- Short problem
Please extract each line from the rows below that contains the word "rough".

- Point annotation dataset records
## START
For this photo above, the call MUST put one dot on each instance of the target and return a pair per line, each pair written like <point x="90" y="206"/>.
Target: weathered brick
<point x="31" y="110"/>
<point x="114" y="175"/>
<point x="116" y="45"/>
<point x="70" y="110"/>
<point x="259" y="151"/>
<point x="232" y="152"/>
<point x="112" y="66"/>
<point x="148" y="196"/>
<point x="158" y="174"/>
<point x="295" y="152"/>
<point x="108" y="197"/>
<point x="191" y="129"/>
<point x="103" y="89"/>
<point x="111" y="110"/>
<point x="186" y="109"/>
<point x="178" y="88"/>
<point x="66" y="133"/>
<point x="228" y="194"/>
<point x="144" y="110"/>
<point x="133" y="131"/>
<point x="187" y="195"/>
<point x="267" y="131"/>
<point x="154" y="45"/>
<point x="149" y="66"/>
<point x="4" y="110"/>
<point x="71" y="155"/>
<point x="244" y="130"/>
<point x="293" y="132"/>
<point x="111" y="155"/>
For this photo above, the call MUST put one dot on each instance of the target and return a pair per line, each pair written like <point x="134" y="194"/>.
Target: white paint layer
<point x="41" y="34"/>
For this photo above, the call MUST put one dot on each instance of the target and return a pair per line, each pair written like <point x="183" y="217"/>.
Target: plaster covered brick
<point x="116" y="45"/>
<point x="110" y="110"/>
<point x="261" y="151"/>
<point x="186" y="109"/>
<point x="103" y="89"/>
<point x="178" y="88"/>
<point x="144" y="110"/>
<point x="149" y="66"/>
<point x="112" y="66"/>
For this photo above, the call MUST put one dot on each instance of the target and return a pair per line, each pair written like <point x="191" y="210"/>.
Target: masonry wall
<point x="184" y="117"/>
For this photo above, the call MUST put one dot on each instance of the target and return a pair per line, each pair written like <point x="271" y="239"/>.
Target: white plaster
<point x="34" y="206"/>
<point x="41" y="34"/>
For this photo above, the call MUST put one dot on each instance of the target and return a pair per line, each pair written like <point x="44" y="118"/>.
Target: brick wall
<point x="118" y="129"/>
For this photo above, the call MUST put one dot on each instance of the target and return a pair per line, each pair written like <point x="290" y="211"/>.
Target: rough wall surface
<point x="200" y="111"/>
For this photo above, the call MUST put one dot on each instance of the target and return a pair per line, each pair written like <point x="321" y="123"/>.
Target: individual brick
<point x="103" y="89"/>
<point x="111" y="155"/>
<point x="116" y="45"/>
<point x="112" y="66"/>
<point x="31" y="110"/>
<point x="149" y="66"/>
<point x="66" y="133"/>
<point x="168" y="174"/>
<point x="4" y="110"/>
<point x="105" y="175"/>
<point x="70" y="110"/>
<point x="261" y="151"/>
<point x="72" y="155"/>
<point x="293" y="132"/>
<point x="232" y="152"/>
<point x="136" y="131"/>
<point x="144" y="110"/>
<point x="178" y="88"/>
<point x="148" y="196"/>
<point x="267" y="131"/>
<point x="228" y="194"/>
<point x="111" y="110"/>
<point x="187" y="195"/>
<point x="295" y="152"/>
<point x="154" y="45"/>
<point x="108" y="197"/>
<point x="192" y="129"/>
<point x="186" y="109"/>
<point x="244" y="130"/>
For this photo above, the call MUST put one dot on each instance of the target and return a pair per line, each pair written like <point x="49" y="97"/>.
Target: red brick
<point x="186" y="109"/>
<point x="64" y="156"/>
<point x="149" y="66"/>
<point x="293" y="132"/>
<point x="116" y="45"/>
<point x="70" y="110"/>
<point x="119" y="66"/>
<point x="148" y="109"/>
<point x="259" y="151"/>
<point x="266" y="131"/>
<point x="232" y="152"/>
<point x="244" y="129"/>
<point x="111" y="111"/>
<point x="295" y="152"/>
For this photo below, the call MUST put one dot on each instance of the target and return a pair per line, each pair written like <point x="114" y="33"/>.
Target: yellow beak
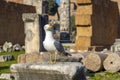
<point x="50" y="27"/>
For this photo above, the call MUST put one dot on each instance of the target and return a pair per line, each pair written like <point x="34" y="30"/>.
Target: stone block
<point x="35" y="34"/>
<point x="116" y="46"/>
<point x="84" y="9"/>
<point x="22" y="58"/>
<point x="83" y="20"/>
<point x="4" y="58"/>
<point x="33" y="57"/>
<point x="81" y="48"/>
<point x="84" y="31"/>
<point x="83" y="41"/>
<point x="45" y="71"/>
<point x="83" y="1"/>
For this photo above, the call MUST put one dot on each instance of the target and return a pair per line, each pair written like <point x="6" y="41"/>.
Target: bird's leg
<point x="50" y="58"/>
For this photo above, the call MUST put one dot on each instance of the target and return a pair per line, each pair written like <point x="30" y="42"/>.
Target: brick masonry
<point x="11" y="23"/>
<point x="102" y="17"/>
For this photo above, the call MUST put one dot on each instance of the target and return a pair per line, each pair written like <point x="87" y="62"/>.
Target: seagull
<point x="52" y="45"/>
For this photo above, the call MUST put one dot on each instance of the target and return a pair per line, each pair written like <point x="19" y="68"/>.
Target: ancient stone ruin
<point x="96" y="23"/>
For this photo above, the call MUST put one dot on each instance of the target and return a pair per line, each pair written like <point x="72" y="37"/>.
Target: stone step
<point x="46" y="71"/>
<point x="83" y="1"/>
<point x="84" y="31"/>
<point x="83" y="20"/>
<point x="83" y="41"/>
<point x="84" y="9"/>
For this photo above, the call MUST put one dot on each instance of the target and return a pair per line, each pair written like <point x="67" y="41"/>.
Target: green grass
<point x="5" y="66"/>
<point x="104" y="76"/>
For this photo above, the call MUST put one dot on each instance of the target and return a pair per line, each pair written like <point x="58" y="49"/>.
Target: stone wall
<point x="11" y="23"/>
<point x="104" y="22"/>
<point x="15" y="1"/>
<point x="64" y="15"/>
<point x="98" y="20"/>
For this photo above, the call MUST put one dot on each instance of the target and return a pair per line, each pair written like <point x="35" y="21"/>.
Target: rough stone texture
<point x="7" y="46"/>
<point x="4" y="58"/>
<point x="32" y="40"/>
<point x="83" y="20"/>
<point x="17" y="47"/>
<point x="84" y="9"/>
<point x="38" y="5"/>
<point x="6" y="76"/>
<point x="64" y="15"/>
<point x="34" y="24"/>
<point x="11" y="23"/>
<point x="83" y="1"/>
<point x="116" y="46"/>
<point x="16" y="1"/>
<point x="84" y="41"/>
<point x="104" y="22"/>
<point x="84" y="31"/>
<point x="45" y="71"/>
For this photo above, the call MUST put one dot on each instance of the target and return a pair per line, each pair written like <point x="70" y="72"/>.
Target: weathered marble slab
<point x="45" y="71"/>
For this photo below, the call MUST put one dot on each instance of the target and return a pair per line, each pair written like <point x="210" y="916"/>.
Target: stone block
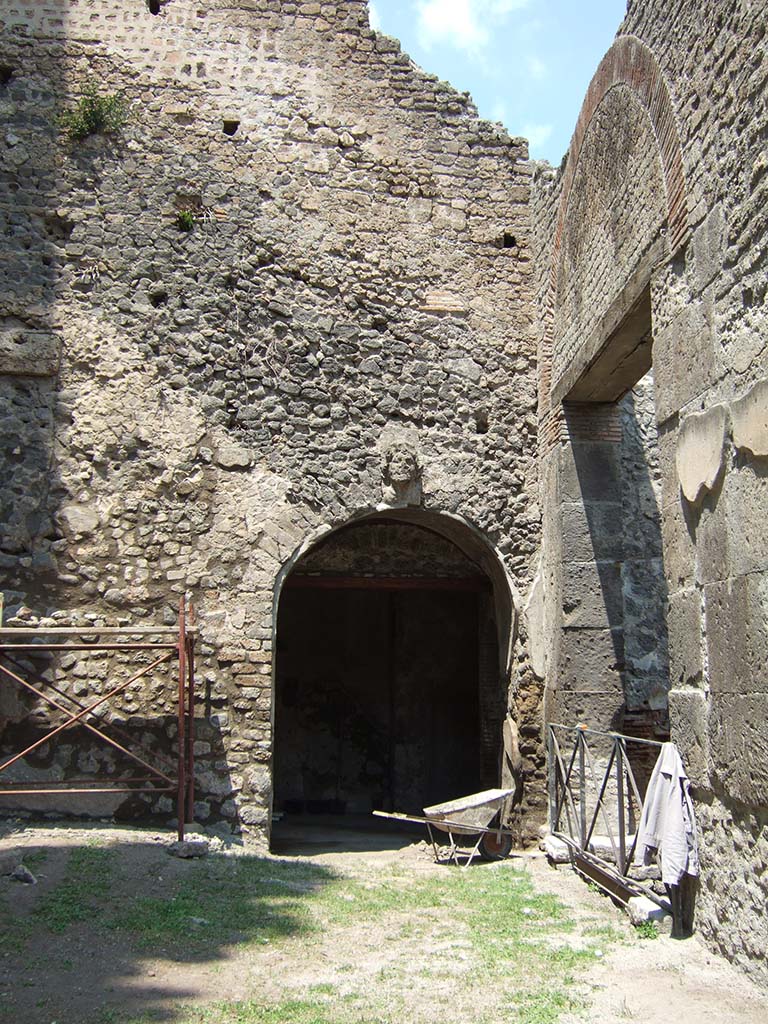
<point x="747" y="506"/>
<point x="750" y="420"/>
<point x="26" y="351"/>
<point x="592" y="595"/>
<point x="591" y="531"/>
<point x="689" y="731"/>
<point x="684" y="361"/>
<point x="738" y="739"/>
<point x="591" y="472"/>
<point x="708" y="248"/>
<point x="667" y="467"/>
<point x="595" y="709"/>
<point x="684" y="632"/>
<point x="591" y="659"/>
<point x="736" y="616"/>
<point x="678" y="543"/>
<point x="699" y="452"/>
<point x="557" y="851"/>
<point x="188" y="849"/>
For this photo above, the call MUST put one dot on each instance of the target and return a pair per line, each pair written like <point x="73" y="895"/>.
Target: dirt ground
<point x="60" y="980"/>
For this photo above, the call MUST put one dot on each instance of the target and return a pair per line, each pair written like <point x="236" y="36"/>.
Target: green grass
<point x="646" y="930"/>
<point x="80" y="894"/>
<point x="491" y="932"/>
<point x="225" y="900"/>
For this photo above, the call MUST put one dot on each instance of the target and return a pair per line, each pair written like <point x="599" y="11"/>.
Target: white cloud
<point x="373" y="16"/>
<point x="537" y="68"/>
<point x="536" y="134"/>
<point x="466" y="25"/>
## END
- Answer for this exercise
Target: rough wall surface
Target: rough stone texture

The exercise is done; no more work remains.